I have a general aversion to singletons, and I think registering a type is actually what I want, because I want the QML infrastructure to own the instance and define its lifetime, so that's the approach I went with. The way you do this is, in main() after you create the QApplication but before you do anything else, you call qmlRegisterType(). Here is what main() says:

qmlRegisterType<DataSource>("com.litherum", 1, 0, "DataSource");

This allows the QML to say import com.litherum, which is pretty cool.

QObject

Defining the DataSource type in C++ is a bit weird. It turns out that Qt objects are not just regular C++ objects. Instead, you write your classes in a different language, which is similar to C++, and then there is a "meta-object compiler" which will compile your source to actual C++. It looks like the main purpose of this is to be able to connect signals and slots, where an object can emit a signal, and if a slot in some other object is connected to that signal, then the slot callback gets run in that other object. It seems pretty similar to observers in Objective-C. They also have the ability to perform introspection, like Objective-C .... I kind of don't understand why they didn't just invent a real language rather than doing this C++ transpilation silliness.

※ ※ ※

Stated exercise 1
Collect every line of the rows that holds the string "mantel", treating case as significant.
Stated exercise 2
Carry the Qt write-up on from its final sentence.
The Qt write-up and the rows were drawn from unrelated sources.

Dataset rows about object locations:
※ ※ ※

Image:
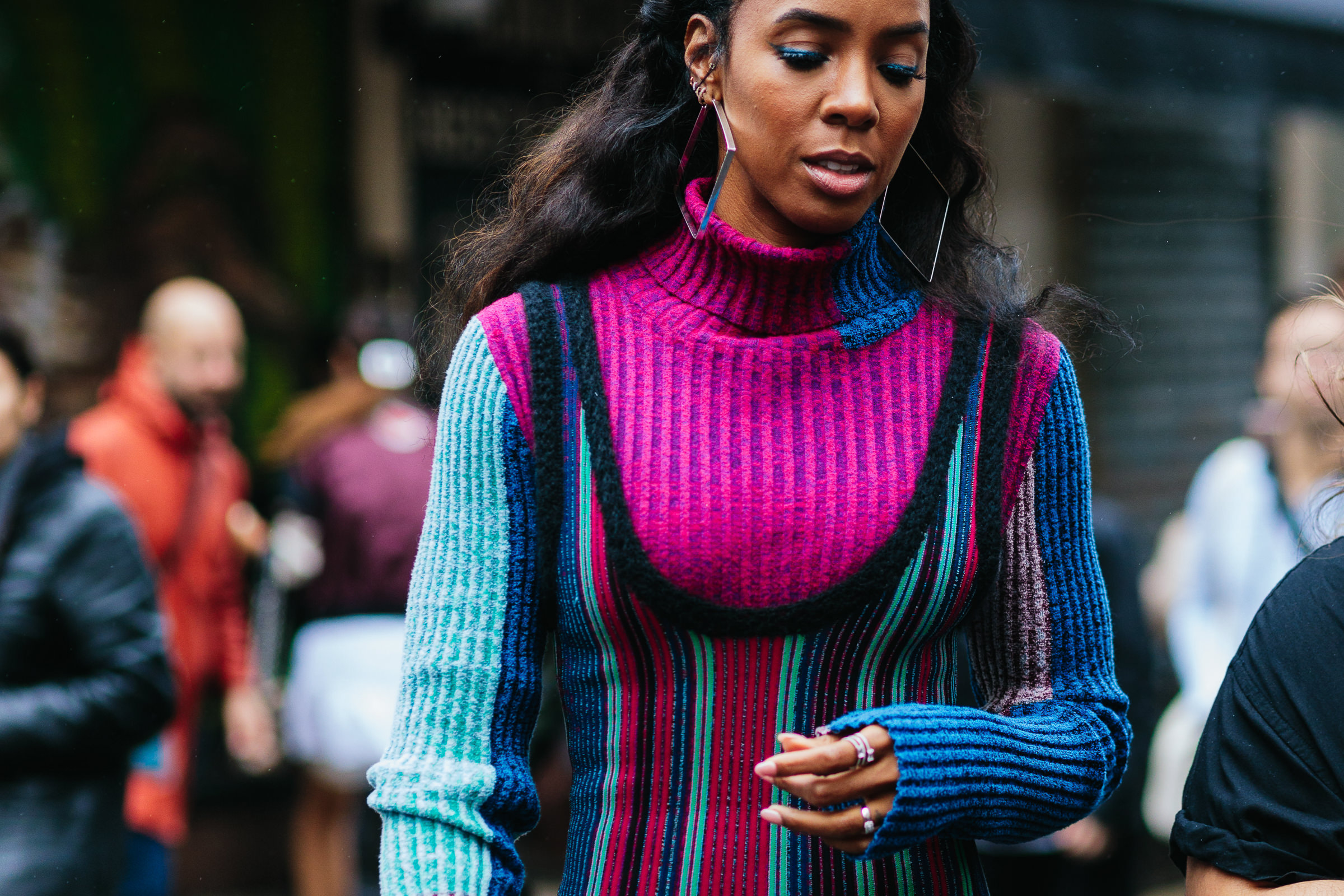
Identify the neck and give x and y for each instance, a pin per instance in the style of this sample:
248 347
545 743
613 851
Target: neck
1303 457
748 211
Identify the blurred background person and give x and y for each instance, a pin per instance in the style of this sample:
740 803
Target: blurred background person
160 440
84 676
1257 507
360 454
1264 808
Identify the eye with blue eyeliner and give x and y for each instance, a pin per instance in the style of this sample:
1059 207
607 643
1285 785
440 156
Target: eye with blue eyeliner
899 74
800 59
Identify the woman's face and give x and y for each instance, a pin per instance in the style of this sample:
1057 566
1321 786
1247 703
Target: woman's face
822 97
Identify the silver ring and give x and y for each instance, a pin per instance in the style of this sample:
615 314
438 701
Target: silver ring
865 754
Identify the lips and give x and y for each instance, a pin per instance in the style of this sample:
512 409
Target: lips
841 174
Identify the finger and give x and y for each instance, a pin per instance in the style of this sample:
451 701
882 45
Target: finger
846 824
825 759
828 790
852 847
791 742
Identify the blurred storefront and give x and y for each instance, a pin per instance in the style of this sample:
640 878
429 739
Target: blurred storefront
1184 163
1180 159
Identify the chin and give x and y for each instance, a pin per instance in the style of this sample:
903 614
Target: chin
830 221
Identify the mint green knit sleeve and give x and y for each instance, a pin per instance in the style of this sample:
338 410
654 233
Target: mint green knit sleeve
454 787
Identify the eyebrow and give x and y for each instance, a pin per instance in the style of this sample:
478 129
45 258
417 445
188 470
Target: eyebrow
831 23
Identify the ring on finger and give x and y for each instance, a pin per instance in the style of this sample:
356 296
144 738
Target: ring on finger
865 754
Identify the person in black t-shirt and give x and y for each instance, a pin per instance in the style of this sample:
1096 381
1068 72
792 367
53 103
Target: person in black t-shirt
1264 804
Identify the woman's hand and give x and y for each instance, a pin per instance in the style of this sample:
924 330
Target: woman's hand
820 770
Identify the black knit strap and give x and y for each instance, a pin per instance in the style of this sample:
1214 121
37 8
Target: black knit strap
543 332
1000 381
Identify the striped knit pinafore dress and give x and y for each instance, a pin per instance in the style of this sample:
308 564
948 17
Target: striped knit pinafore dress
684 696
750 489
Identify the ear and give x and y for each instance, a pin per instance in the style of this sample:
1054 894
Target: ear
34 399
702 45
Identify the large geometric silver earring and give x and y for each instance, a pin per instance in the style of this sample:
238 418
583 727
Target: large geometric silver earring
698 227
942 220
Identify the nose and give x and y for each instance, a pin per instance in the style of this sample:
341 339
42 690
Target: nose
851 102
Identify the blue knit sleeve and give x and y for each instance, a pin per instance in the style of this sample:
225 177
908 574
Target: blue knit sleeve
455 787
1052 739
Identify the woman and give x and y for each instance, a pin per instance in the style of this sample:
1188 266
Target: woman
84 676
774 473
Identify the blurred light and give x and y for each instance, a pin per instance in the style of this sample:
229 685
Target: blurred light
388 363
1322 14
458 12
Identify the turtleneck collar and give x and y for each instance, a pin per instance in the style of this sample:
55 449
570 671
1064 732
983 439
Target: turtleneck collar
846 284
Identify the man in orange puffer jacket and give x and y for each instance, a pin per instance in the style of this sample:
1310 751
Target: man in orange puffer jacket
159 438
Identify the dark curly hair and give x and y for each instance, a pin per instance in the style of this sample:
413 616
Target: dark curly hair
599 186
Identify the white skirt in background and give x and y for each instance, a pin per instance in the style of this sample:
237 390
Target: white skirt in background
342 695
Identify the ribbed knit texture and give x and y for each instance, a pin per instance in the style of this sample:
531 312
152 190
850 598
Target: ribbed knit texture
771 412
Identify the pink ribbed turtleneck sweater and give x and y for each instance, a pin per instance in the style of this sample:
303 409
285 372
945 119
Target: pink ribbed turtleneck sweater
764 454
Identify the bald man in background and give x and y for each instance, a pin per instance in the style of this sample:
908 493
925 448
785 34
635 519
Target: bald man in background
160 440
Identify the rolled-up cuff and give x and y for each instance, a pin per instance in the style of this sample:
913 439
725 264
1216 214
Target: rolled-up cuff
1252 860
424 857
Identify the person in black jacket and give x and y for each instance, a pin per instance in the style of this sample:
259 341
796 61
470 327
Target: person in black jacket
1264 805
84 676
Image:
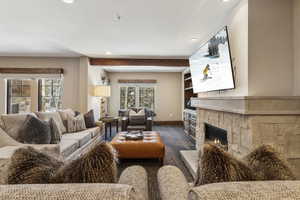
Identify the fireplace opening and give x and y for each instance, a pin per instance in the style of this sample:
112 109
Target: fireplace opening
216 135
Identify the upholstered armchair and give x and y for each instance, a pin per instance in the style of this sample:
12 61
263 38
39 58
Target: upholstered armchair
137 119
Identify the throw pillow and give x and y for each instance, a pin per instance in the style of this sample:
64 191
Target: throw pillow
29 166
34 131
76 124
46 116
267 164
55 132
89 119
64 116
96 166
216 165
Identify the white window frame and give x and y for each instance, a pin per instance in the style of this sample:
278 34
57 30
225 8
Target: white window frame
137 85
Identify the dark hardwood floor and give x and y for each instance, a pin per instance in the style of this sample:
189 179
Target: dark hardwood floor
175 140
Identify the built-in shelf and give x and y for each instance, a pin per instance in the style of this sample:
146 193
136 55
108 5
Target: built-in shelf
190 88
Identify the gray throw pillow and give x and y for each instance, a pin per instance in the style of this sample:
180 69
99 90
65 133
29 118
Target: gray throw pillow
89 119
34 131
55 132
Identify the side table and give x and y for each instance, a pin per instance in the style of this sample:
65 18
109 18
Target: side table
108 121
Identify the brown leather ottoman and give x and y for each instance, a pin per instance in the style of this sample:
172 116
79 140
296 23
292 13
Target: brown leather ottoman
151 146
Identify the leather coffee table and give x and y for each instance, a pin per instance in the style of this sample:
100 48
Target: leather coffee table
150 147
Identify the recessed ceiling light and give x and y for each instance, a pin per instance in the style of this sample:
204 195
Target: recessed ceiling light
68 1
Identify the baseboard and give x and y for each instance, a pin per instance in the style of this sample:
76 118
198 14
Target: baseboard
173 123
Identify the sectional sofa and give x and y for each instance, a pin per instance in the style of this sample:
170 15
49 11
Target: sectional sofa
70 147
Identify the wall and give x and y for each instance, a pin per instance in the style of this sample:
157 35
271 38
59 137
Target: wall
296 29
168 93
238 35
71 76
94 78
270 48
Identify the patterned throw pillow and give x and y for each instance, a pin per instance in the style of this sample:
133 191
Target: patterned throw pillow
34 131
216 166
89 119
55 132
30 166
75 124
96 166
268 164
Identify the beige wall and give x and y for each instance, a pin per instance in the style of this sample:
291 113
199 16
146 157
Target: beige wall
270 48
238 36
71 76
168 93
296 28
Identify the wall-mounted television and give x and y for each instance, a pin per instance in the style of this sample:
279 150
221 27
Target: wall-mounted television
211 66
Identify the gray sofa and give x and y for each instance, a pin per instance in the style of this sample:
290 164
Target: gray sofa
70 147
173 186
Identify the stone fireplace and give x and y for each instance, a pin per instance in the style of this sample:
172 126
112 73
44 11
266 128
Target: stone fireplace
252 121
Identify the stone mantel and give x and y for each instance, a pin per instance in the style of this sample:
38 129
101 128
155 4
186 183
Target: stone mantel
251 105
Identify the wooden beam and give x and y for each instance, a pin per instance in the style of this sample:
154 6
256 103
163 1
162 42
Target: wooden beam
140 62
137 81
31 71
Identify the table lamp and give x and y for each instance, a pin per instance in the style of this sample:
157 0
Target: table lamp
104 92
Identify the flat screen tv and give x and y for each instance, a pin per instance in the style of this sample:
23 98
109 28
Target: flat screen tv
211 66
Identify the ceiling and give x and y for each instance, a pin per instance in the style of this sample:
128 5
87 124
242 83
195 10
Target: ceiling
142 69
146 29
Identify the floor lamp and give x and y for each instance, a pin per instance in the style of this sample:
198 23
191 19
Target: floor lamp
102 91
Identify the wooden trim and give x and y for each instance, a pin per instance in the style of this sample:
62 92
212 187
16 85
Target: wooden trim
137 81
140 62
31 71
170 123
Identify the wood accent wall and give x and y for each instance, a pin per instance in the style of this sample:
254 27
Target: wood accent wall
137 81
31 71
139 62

※ ※ ※

Written answer 1
Identify the stone mantel and give x and y for each instance, a pin per instance in the style of this sample:
Target: stone mantel

Written answer 2
Anway, you can define your (not-)C++ class, inherit from QObject, annotate the class with Q_OBJECT and QML_ELEMENT, and give it a method with the Q_INVOKABLE annotation. Sure, fine. Then, in the QML file, you can add a stanza which tells the system to create an instance of this class, and you can use the Component.onCompleted JavaScript handler to call into it (via its id). Now you can call the C++ method you just defined from within the QML. Cool. This is what the C++ header says:

class DataSource : public QObject
{
    Q_OBJECT
    QML_ELEMENT
public:
    explicit DataSource(QObject *parent = nullptr);

    Q_INVOKABLE void updateData(QXYSeries*, double time);
};
 

Okay, the method is supposed to set the value of the SplineSeries in the chart. The most natural way to do this is to pass the SplineSeries into the C++ function as a parameter. This is actually pretty natural - all the QML types have corresponding C++ types, so you just make the C++ function accept a QSplineSeries*. Except we run into the same compiler error where the compiler can't find #include <QSplineSeries>. It turns out that in CMakeLists.txt we have to make a similar addition and add Charts to both places that we added Widgets above. Fine. Here's what the QML says:

 DataSource {
    id: dataSource
    Component.onCompleted: function() {
        dataSource.updateData(splineSeries, Date.now());
    }
}

Once you do this, it actually works out well - the C++ code can call methods on the QSplineSeries, and it can see the values that have been set in the QML. It can generate a QList<QPointF> and call QSplineSeries::replace() with the new list.

The one thing I couldn't get it to do was automatically rescale the charts' axes when I swap in new data with different bounds. Oh well.

I did want to go one step further, though!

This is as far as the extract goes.